**WORK INSTRUCTIONS**
Extract every line of the records that contains the word "green", matching case exactly.

== PROVIDED DATA

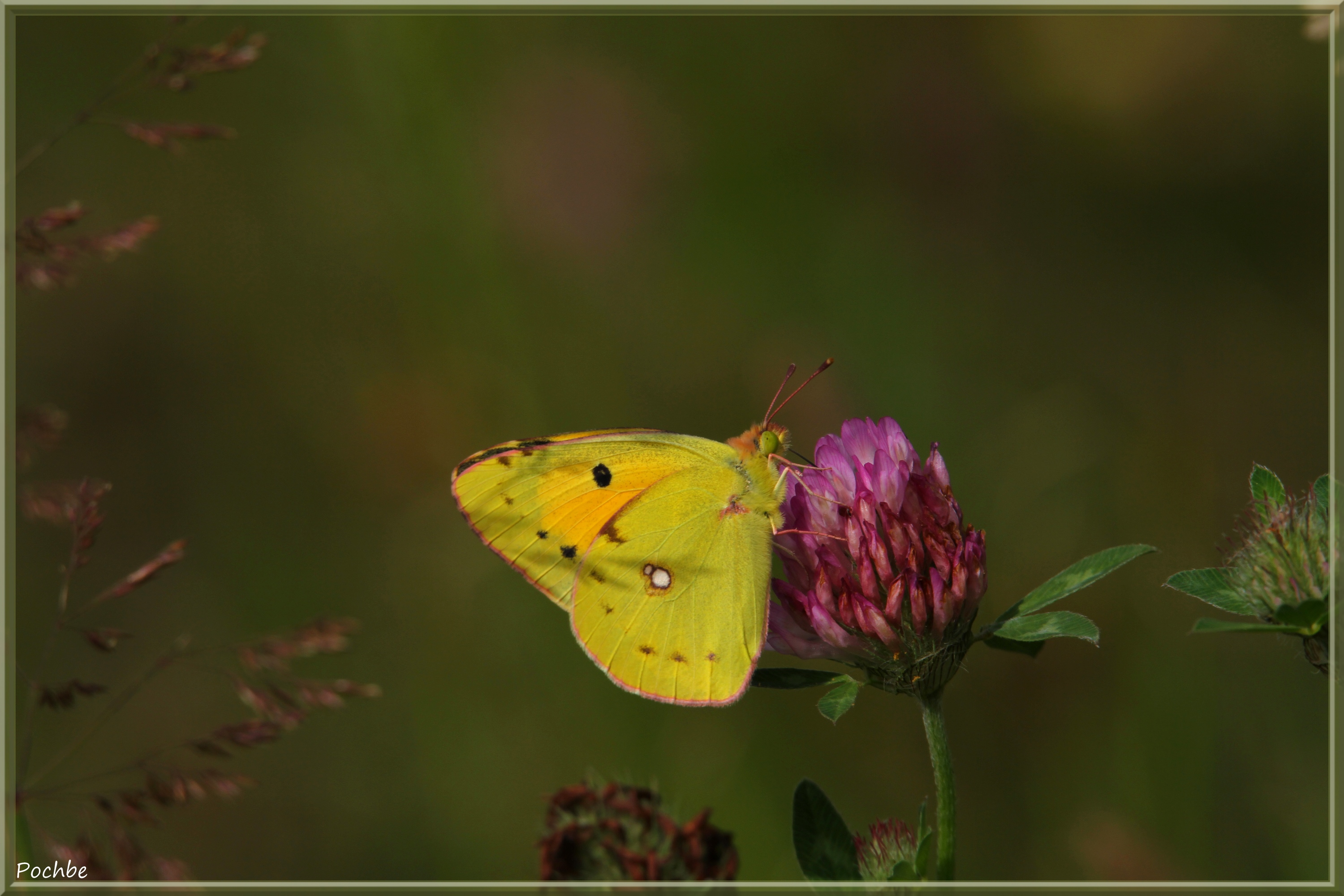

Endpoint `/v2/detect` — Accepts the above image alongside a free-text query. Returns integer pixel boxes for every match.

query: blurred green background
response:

====
== PROVIDED DATA

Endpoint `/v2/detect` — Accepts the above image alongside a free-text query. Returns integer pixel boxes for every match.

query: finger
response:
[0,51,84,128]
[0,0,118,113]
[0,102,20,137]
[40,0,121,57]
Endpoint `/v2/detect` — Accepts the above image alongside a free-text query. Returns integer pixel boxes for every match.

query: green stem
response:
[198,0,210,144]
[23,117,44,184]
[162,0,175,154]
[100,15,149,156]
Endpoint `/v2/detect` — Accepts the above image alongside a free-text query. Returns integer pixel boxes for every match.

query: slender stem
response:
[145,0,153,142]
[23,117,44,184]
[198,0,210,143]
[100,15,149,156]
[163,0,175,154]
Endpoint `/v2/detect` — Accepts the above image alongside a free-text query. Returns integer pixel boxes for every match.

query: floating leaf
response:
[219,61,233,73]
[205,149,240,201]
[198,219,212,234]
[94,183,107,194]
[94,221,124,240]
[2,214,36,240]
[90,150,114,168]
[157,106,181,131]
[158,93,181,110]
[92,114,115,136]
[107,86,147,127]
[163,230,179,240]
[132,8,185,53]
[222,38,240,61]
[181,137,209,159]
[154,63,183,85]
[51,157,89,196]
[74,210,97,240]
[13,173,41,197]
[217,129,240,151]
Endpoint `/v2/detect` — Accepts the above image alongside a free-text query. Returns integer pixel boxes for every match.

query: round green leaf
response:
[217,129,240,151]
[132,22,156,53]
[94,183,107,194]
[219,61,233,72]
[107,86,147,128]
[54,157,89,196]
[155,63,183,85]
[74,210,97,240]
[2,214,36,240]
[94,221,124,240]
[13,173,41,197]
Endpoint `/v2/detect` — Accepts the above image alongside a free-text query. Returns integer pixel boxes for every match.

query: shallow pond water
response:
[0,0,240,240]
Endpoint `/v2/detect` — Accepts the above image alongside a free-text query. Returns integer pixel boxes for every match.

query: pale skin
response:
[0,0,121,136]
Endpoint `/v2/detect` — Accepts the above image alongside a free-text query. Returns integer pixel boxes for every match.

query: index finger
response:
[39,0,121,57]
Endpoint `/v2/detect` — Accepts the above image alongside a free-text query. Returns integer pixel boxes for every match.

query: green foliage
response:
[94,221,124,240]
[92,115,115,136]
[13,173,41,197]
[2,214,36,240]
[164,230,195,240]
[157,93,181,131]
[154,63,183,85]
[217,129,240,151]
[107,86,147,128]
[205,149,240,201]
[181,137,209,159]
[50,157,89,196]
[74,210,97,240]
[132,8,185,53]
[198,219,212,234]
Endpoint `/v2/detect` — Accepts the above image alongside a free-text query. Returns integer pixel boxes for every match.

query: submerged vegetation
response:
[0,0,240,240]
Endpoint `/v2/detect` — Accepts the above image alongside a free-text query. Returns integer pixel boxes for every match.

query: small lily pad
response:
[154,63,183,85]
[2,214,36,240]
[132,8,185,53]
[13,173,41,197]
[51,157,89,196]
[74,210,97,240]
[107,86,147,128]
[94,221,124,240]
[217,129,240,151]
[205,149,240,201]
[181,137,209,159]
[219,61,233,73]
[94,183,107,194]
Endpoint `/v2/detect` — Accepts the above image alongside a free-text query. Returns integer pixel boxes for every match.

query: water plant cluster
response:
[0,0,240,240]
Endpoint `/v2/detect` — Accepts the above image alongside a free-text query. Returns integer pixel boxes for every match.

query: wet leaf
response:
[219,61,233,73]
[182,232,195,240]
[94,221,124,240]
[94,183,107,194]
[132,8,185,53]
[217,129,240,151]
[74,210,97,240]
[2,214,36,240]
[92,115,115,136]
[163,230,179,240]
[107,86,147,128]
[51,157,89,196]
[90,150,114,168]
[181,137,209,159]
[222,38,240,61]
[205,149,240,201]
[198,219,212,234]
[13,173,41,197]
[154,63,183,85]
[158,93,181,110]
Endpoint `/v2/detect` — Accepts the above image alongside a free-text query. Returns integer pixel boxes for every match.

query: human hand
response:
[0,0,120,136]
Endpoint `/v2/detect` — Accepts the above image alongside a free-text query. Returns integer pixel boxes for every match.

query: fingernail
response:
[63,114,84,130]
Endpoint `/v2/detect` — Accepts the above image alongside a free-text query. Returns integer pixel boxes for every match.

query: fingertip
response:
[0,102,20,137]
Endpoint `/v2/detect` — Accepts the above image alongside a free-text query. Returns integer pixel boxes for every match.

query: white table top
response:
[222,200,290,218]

====
== PROVIDED DATA

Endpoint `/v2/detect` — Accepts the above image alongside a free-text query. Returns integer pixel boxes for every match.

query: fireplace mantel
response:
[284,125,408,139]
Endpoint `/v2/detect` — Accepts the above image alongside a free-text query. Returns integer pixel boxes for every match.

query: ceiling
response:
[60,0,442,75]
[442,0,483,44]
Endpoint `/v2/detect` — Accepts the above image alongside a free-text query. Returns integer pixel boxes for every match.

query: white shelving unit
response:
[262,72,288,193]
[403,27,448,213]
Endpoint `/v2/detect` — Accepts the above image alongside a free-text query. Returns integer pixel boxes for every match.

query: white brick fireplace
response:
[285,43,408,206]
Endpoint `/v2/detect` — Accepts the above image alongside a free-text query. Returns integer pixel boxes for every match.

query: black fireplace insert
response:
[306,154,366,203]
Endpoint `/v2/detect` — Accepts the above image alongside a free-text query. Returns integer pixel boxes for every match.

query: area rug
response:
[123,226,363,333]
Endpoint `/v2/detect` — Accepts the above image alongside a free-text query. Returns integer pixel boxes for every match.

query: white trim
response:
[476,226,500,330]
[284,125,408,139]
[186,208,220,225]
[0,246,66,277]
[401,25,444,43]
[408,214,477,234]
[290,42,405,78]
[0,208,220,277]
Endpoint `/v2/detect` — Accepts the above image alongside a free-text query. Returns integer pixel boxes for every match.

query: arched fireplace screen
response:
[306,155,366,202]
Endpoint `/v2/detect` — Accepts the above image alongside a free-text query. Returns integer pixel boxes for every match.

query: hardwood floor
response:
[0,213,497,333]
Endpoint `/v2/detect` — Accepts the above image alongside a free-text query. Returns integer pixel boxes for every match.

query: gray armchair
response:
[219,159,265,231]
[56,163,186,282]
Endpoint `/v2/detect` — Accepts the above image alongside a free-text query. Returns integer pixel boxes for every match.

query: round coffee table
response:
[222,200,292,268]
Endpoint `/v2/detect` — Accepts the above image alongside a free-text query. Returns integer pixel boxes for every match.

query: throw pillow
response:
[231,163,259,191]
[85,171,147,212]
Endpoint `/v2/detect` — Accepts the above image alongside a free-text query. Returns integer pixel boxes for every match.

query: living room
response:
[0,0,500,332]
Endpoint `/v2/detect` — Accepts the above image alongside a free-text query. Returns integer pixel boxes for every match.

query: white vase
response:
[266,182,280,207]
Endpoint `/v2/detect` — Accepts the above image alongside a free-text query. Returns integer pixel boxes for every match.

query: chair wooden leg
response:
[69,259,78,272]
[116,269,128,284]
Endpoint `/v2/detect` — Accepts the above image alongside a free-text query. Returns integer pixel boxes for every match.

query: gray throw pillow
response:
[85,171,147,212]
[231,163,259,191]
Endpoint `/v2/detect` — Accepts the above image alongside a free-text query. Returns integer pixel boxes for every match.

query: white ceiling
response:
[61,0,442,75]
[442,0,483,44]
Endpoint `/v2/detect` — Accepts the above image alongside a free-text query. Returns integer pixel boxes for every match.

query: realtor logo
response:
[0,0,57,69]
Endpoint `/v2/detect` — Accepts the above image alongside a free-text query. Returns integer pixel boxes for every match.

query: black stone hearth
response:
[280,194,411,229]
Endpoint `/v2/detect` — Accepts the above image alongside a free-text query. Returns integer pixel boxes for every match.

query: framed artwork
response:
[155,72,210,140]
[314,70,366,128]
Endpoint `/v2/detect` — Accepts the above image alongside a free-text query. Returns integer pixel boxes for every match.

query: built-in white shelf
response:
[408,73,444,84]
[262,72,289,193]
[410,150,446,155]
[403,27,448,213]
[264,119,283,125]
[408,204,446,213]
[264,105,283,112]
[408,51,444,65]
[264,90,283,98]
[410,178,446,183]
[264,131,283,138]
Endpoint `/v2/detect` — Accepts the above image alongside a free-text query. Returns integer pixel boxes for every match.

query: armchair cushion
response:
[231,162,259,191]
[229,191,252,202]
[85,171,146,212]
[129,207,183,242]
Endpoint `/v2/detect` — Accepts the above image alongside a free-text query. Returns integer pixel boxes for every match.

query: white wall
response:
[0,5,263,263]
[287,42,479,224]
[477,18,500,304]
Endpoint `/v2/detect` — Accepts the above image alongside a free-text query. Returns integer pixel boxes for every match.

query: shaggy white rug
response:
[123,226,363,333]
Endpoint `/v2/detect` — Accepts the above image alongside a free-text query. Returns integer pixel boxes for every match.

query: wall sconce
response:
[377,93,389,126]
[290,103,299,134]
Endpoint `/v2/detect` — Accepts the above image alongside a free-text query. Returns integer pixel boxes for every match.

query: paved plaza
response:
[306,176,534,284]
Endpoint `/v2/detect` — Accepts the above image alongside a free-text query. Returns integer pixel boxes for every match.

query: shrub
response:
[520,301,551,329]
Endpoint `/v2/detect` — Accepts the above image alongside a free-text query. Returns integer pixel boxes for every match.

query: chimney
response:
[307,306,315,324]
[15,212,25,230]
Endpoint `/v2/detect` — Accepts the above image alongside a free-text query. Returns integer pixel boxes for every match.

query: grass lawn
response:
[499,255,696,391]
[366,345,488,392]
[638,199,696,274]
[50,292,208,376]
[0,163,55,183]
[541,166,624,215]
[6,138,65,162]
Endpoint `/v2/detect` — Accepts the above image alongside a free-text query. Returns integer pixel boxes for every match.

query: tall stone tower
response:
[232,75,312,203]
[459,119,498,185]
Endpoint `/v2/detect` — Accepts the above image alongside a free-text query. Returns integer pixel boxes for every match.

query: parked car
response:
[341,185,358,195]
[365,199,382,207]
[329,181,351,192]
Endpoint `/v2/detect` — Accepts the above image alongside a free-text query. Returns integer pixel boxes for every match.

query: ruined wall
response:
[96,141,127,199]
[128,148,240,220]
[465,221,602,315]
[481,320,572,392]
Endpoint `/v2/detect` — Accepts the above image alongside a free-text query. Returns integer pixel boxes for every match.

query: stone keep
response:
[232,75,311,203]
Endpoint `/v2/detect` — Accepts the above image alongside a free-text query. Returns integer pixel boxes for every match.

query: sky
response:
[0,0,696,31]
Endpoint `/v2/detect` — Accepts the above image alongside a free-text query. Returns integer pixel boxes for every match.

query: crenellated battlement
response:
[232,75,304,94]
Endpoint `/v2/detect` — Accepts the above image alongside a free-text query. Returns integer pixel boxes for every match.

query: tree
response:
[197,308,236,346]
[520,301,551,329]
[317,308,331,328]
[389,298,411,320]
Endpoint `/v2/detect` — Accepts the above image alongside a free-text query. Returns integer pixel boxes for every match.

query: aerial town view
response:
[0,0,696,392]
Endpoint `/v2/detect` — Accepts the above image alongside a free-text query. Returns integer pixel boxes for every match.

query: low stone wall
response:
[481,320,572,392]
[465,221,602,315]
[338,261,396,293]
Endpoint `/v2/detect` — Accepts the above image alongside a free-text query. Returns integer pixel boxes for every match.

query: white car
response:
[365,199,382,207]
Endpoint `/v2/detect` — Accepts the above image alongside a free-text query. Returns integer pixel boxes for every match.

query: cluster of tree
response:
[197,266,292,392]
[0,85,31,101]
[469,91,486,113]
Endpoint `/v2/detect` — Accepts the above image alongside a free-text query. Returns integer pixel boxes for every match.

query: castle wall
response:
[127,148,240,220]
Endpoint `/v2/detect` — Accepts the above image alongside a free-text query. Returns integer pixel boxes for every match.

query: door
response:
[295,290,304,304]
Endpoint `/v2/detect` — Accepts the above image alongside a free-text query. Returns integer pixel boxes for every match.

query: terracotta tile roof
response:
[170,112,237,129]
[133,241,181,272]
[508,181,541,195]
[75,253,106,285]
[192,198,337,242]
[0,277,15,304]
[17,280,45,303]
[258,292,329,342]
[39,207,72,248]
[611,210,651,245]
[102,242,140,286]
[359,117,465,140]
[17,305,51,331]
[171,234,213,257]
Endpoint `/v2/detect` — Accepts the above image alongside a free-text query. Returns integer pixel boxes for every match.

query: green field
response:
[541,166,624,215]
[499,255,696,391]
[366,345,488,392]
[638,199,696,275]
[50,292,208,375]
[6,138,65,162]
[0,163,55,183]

====

**OUTPUT**
query: blurred green background
query: green stem
query: round green leaf
query: green foliage
query: green field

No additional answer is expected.